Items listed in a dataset
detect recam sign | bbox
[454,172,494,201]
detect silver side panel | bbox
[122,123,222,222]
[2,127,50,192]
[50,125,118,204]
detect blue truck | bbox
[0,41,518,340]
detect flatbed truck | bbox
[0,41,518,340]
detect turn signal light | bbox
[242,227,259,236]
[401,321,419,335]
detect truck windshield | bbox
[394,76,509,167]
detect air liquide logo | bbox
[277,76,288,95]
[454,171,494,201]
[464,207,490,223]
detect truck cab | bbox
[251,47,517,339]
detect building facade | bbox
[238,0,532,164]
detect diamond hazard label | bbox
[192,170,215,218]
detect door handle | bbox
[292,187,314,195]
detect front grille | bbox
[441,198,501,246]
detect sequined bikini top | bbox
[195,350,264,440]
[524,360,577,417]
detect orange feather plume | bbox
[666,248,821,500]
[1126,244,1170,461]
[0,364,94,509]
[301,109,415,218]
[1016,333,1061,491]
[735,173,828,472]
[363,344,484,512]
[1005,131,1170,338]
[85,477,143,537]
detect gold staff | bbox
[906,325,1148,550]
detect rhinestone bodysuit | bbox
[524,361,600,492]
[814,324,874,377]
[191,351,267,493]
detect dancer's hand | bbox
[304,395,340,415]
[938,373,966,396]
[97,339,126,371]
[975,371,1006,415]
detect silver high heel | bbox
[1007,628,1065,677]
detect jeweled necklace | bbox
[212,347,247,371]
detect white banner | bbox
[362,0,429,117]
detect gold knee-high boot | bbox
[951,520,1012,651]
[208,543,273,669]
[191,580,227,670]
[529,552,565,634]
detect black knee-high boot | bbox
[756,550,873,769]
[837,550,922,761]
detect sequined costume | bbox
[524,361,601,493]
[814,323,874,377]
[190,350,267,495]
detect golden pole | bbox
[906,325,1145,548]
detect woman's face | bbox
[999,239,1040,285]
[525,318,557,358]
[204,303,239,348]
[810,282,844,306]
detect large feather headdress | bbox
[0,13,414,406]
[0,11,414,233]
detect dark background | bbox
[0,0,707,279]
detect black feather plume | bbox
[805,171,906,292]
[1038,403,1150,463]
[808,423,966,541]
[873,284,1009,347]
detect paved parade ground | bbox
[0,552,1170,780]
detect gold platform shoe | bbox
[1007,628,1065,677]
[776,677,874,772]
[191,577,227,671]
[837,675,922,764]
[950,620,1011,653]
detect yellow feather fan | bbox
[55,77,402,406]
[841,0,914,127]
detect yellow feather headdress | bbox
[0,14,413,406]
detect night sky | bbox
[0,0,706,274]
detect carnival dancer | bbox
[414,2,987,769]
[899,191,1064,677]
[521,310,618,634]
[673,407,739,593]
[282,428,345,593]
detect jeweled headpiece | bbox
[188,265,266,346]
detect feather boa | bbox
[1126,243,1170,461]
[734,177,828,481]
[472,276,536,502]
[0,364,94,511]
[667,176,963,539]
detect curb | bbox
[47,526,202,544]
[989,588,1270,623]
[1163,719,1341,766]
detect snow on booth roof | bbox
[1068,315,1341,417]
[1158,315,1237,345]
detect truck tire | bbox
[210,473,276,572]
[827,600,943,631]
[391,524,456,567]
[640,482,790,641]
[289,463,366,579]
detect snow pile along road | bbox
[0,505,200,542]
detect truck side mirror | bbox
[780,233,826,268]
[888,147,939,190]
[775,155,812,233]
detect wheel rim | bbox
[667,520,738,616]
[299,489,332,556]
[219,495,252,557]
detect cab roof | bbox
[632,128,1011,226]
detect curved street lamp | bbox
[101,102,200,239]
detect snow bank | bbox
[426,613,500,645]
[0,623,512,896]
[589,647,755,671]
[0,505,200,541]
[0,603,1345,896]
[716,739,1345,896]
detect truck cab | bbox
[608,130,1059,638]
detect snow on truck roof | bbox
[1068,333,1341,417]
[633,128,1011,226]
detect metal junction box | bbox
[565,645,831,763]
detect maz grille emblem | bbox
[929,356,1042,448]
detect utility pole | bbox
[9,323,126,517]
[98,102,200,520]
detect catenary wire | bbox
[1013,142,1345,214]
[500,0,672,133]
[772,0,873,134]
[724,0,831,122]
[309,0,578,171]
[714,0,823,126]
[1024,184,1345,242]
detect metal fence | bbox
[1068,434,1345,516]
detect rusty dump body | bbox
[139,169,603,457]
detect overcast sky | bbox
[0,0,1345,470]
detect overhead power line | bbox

GIVEN REQUEST —
Could you change every "truck cab" in the listing to "driver cab" and write the listing out again, with nothing else altered?

RESULT FOR THIS TASK —
detect recam sign | bbox
[454,172,494,201]
detect silver side panel | bbox
[122,123,222,222]
[2,127,50,192]
[50,125,118,204]
detect blue truck | bbox
[0,41,518,340]
detect flatbed truck | bbox
[0,41,518,340]
detect turn signal light | bbox
[242,227,259,236]
[401,321,419,335]
detect truck windshield | bbox
[394,76,509,167]
detect air liquide logo | bbox
[277,76,288,95]
[454,171,494,201]
[464,207,490,223]
detect driver cab | bbox
[251,47,517,339]
detect building facade | bbox
[238,0,532,164]
detect diamond hazard label | bbox
[192,170,215,218]
detect door handle | bbox
[292,187,314,195]
detect front grille | bbox
[441,198,501,246]
detect sequined bikini top | bbox
[195,350,264,440]
[524,360,577,417]
detect orange feather plume | bbox
[666,248,821,500]
[1126,244,1170,461]
[0,364,94,509]
[301,109,415,218]
[1016,333,1061,491]
[735,173,828,472]
[363,344,484,512]
[1005,131,1170,338]
[85,477,143,537]
detect gold staff | bbox
[906,325,1148,550]
detect rhinestone bodysuit | bbox
[524,361,600,492]
[814,324,874,377]
[191,351,267,493]
detect dancer's hand | bbox
[304,395,340,415]
[938,373,966,396]
[97,339,126,371]
[975,371,1006,415]
detect silver high heel | bbox
[1007,628,1065,677]
detect jeweled necklace | bbox
[212,347,247,371]
detect white banner | bbox
[362,0,429,117]
detect gold knee-high boot | bbox
[951,520,1012,651]
[208,543,273,669]
[191,580,227,670]
[529,552,565,634]
detect black knee-high boot | bbox
[756,550,873,769]
[837,550,922,761]
detect sequined costume | bbox
[524,361,601,493]
[814,323,874,377]
[190,350,267,495]
detect golden pole | bbox
[906,325,1145,548]
detect woman's face | bbox
[999,239,1040,285]
[525,318,557,358]
[204,303,239,348]
[810,282,844,306]
detect large feather headdress | bbox
[0,13,414,406]
[0,11,414,233]
detect dark background | bbox
[0,0,707,279]
detect black feather plume | bbox
[805,171,906,292]
[1038,403,1150,463]
[808,423,966,541]
[873,284,1009,347]
detect paved parade ground | bbox
[0,552,1170,780]
detect gold platform shoe | bbox
[1007,628,1065,677]
[776,677,874,772]
[191,577,227,671]
[837,675,922,764]
[950,620,1011,653]
detect yellow feather fan | bbox
[55,77,402,406]
[841,0,914,127]
detect yellow feather headdress | bbox
[0,14,413,406]
detect night sky | bbox
[0,0,706,274]
detect carnival dancer | bbox
[414,2,987,769]
[899,191,1064,677]
[521,310,618,634]
[673,407,739,593]
[282,428,345,593]
detect jeweled headpiece | bbox
[188,265,266,346]
detect feather boa | bbox
[1126,243,1170,461]
[734,177,828,481]
[472,276,536,502]
[0,364,94,511]
[667,176,963,539]
detect curb | bbox
[47,526,202,544]
[989,588,1270,623]
[1163,719,1341,766]
detect snow on booth roof | bbox
[1068,315,1341,417]
[1158,315,1237,345]
detect truck tire | bbox
[210,473,276,572]
[827,600,943,631]
[391,524,456,567]
[640,482,790,641]
[289,463,366,579]
detect snow pile along road | bbox
[0,505,200,542]
detect truck side mirror | bbox
[780,233,826,268]
[888,147,939,190]
[775,155,812,233]
detect wheel rim | bbox
[667,520,738,616]
[299,489,332,556]
[219,495,252,557]
detect cab roof | bbox
[632,128,1011,226]
detect curved street lamp | bbox
[101,102,200,239]
detect snow bank | bbox
[426,613,500,645]
[0,623,512,896]
[589,647,755,671]
[0,505,200,541]
[0,603,1345,896]
[716,739,1345,896]
detect driver cab | bbox
[608,130,1059,638]
detect snow on truck roof | bbox
[1068,333,1341,417]
[633,128,1011,226]
detect metal junction box | bbox
[565,645,831,763]
detect maz grille emblem | bbox
[929,356,1042,448]
detect utility pole | bbox
[9,323,126,517]
[98,102,200,520]
detect catenary wire | bbox
[1013,142,1345,214]
[500,0,672,133]
[772,0,873,134]
[724,0,831,122]
[309,0,578,171]
[714,0,823,126]
[1024,184,1345,242]
detect metal fence | bbox
[1068,434,1345,516]
detect rusty dump body | bbox
[139,169,603,457]
detect overcast sky | bbox
[0,0,1345,470]
detect overhead power line | bbox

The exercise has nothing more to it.